[PASSAGE FOR REVIEW]
--- --- ---
Breaking: complete rewrite. Old core/, output/, ui/, config/patterns.json are moved to legacy_* directories and no longer imported. The CLI shape changes (main.py becomes a shim around scan4secrets.cli:main).

Why v2 exists

Empirical test on a benign Express repo: v1 produced 27 false positives, v2 produces 0. On a deliberately seeded leaky-repo, v2 catches the SSH private keys, PEM blocks, and Docker registry credentials that v1 was structurally incapable of detecting. The defect was the detection model itself (keyword-name match vs vendor value-shape match). v2 fixes the model.

New — detection engine

  • YAML rules at scan4secrets/config/rules.yaml replacing the keyword-name patterns.json
  • Vendor value-shape regexes for 170+ rule IDs across cloud, CDN/edge, SCM, CI/CD, payments, e-commerce, messaging, carriers, AI/ML, email, monitoring, registries, auth, productivity, mobile/push, data, mapping, Web3, storage, VPN, QA, DB connection URIs, webhooks, and crypto
  • Aho-Corasick keyword pre-filter (pyahocorasick) for O(N) scanning across hundreds of rules
  • Shannon-entropy gate per rule (kills secret = "changeme" style noise)
  • Per-rule allowlists (regex against full line + path globs against file path)
  • Contextual fallback rules for hex tokens, UUIDs, and quoted/unquoted high-entropy values near credential-sounding names
  • Severity model: info / low / medium / high / critical, with a --fail-on CI gate
  • Deduplication keyed on (file, line, sha256(secret), rule_id) across SAST + DAST

New — DAST crawler

  • Concurrent crawl via ThreadPoolExecutor (--threads, default 16) — replaces v1's recursive single-threaded requests.get
  • Scope control: same-eTLD+1 by default, --strict-host for exact host
  • JS source-map parsing — fetches *.js.map and scans embedded sourcesContent (no other open-source tool does this)
--- --- ---
(Items from a dataset)

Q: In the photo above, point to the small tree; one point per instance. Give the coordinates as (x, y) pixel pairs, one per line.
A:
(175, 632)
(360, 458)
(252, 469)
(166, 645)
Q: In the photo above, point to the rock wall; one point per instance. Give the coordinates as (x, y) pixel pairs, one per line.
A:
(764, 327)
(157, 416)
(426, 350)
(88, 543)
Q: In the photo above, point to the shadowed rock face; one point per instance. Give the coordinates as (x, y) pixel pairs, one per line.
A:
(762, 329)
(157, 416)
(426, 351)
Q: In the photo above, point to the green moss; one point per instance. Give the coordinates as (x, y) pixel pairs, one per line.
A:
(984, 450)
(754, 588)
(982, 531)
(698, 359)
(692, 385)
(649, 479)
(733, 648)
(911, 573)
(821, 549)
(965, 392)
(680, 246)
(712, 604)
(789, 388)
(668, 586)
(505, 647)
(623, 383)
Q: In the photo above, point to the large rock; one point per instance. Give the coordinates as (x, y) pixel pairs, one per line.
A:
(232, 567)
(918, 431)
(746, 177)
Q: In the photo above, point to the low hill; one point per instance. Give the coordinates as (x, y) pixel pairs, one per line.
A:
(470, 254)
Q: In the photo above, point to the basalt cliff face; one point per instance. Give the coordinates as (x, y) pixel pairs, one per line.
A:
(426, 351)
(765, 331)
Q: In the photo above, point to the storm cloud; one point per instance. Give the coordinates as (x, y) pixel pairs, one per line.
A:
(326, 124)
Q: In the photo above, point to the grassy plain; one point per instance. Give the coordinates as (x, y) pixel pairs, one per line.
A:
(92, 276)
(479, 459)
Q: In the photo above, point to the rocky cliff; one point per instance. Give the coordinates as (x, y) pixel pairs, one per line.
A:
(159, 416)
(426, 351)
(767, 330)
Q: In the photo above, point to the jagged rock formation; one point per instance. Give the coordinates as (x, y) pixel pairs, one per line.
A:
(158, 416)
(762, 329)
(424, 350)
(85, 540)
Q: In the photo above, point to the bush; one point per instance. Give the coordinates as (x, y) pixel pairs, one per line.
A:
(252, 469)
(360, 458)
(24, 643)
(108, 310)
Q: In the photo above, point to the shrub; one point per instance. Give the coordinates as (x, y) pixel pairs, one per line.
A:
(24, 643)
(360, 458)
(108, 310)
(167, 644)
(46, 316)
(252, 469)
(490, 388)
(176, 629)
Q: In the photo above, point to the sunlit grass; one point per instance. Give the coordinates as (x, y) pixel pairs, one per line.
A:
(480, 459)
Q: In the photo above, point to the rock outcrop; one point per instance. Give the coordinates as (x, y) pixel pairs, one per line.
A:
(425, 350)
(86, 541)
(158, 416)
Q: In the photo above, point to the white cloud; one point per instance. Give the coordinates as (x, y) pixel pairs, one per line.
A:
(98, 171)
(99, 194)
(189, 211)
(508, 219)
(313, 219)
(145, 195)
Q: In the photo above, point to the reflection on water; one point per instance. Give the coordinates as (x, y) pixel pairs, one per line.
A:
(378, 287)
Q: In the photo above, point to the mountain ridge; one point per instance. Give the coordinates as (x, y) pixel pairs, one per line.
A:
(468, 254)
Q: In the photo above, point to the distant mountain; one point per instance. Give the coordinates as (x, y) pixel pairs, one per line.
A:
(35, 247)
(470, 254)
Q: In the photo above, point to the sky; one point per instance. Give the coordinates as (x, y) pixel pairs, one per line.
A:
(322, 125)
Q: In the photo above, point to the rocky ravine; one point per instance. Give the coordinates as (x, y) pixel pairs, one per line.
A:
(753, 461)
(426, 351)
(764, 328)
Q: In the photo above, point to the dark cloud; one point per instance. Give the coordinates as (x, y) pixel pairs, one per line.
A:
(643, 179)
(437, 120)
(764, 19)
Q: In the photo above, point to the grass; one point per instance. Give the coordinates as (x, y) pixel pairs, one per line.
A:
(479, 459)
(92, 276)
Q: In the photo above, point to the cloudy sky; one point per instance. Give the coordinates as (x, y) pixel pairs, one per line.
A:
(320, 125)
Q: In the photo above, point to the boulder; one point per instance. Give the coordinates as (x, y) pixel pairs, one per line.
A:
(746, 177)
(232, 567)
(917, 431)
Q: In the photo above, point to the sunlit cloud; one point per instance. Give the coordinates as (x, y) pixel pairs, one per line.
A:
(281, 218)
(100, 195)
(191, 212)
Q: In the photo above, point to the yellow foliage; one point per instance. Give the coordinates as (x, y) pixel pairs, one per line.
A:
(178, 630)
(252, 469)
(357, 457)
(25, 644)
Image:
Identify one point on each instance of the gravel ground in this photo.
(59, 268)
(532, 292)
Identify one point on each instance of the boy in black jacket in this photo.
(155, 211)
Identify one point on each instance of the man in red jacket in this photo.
--- --- ---
[PARTS OF THE EXERCISE]
(1) Using the release notes, state whether each statement agrees with them (yes or no), and quote the deciding words. (a) The DAST crawler uses 16 threads by default. (b) On the benign Express repo, v2 produced 27 false positives. (c) The --strict-host option limits the crawl to the exact host.
(2) Reproduce the release notes word for word from "Breaking: complete rewrite." to "fixes the model.".
These items come from a separate source.

[ANSWERS TO EACH TASK]
(1)
(a) Yes: "--threads, default 16"
(b) No: "v1 produced 27 false positives, v2 produces 0"
(c) Yes: "--strict-host for exact host"

(2)
Breaking: complete rewrite. Old core/, output/, ui/, config/patterns.json are moved to legacy_* directories and no longer imported. The CLI shape changes (main.py becomes a shim around scan4secrets.cli:main).

Why v2 exists

Empirical test on a benign Express repo: v1 produced 27 false positives, v2 produces 0. On a deliberately seeded leaky-repo, v2 catches the SSH private keys, PEM blocks, and Docker registry credentials that v1 was structurally incapable of detecting. The defect was the detection model itself (keyword-name match vs vendor value-shape match). v2 fixes the model.